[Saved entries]
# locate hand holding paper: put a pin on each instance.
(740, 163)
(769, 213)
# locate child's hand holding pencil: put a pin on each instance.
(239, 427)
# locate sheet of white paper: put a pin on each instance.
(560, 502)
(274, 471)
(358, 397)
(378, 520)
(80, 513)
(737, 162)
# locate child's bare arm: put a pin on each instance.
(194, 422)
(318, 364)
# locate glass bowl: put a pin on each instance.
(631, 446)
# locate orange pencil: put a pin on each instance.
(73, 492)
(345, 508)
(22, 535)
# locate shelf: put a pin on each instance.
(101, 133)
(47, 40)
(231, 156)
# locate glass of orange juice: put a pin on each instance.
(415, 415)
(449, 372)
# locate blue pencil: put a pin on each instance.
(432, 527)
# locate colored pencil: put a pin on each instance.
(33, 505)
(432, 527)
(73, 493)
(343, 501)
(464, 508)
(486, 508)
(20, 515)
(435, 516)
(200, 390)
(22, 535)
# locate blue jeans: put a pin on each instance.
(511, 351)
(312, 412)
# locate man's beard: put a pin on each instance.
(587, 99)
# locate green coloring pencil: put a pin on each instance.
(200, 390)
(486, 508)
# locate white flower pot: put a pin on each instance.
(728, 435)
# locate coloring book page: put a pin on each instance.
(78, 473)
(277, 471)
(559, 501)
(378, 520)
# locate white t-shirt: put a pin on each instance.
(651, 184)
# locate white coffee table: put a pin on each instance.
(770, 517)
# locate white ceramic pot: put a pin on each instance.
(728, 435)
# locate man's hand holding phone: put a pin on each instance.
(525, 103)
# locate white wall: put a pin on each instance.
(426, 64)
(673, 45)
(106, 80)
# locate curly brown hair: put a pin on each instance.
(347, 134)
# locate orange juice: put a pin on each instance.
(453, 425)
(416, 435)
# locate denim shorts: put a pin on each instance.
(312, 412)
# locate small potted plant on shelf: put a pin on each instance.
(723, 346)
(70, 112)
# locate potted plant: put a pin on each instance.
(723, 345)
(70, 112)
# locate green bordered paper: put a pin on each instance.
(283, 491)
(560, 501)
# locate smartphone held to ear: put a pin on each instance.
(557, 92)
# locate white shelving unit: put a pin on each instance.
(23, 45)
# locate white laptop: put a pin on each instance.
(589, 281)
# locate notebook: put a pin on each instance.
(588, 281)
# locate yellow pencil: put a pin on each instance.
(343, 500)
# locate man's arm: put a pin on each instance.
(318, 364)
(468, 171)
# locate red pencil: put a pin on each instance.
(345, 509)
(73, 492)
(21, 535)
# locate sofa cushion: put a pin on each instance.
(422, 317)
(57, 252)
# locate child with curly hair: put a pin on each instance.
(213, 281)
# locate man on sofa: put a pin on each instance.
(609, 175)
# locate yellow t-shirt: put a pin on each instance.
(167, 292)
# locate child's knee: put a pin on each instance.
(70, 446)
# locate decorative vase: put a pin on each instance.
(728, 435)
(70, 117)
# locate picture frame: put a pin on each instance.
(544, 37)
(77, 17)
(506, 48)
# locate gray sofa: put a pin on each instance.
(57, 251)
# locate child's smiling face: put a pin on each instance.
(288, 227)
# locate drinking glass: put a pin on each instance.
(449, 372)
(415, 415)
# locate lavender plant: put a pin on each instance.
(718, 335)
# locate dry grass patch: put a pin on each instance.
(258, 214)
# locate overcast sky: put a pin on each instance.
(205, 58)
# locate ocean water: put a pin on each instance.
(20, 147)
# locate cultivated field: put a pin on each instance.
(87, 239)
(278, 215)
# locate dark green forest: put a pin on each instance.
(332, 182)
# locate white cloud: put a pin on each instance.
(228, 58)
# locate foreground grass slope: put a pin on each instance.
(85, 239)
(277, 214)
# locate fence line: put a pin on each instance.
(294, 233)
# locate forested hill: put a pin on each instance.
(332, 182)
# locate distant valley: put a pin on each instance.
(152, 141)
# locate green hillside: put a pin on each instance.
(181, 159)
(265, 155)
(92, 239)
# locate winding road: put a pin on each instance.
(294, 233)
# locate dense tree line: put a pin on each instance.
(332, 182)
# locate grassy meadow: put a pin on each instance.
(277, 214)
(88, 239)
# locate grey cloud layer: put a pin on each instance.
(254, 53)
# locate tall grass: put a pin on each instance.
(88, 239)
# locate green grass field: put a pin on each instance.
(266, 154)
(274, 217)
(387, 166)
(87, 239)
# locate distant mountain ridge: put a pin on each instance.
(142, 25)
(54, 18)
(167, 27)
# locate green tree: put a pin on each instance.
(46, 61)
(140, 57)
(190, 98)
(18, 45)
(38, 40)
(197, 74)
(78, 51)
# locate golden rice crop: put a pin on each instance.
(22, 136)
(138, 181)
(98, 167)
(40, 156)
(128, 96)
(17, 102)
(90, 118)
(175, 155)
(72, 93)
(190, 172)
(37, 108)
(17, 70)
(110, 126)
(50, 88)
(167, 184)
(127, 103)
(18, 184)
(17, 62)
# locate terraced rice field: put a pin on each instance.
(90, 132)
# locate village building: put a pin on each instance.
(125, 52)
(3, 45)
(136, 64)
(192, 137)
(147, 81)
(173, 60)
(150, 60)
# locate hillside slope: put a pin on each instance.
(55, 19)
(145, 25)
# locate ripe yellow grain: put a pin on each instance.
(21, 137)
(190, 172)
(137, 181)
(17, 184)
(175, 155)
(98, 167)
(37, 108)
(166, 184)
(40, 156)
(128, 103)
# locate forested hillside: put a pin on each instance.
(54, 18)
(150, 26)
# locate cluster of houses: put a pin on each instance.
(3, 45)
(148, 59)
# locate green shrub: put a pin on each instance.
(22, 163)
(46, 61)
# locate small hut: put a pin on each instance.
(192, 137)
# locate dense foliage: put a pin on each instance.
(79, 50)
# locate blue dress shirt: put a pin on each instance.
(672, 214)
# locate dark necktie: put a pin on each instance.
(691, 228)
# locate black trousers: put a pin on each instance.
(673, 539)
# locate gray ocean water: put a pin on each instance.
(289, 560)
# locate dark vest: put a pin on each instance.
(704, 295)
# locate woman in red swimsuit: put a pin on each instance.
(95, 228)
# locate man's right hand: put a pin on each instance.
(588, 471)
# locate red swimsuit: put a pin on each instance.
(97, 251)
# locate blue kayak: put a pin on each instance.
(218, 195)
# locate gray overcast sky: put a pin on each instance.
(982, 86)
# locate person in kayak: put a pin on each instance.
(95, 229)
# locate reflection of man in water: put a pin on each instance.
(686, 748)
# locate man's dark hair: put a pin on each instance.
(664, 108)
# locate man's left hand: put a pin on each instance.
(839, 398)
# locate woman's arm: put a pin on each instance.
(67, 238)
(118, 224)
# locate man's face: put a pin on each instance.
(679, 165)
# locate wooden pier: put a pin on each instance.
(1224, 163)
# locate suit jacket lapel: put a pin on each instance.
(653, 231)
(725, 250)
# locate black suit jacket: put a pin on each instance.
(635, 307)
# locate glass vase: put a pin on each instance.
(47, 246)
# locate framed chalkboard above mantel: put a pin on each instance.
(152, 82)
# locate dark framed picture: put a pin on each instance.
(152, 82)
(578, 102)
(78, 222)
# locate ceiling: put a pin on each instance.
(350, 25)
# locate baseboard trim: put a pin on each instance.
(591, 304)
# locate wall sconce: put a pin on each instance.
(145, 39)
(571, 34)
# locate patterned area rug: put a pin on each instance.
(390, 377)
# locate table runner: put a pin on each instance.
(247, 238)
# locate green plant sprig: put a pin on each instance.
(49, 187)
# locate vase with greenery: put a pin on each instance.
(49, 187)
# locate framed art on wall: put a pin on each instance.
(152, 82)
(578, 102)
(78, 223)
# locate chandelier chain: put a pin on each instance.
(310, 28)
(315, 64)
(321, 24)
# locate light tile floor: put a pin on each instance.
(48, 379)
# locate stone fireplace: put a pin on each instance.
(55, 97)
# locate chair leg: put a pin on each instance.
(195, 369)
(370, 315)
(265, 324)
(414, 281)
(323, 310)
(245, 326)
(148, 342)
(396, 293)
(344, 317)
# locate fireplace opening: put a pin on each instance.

## TASK TO COMPLETE:
Reproduce the records verbatim, beginning at the line that contains "# locate man's right" and stopping after the line that contains "(1224, 163)".

## REPLY TO THE TASK:
# locate man's right hand: put a pin on each instance.
(588, 471)
# locate red swimsuit: put a pin on each instance.
(97, 251)
# locate blue kayak: put a pin on each instance.
(218, 195)
# locate gray overcast sky: put a pin on each instance.
(982, 86)
# locate person in kayak: put a pin on each instance.
(95, 229)
# locate reflection of man in water: put a pin on each instance.
(686, 748)
# locate man's dark hair: put a pin on each instance.
(664, 108)
# locate man's left hand: put a pin on each instance.
(839, 398)
# locate woman's arm: put a pin on each instance.
(67, 238)
(118, 224)
# locate man's face: put a pin on each instance.
(679, 165)
# locate wooden pier: put a pin on each instance.
(1224, 163)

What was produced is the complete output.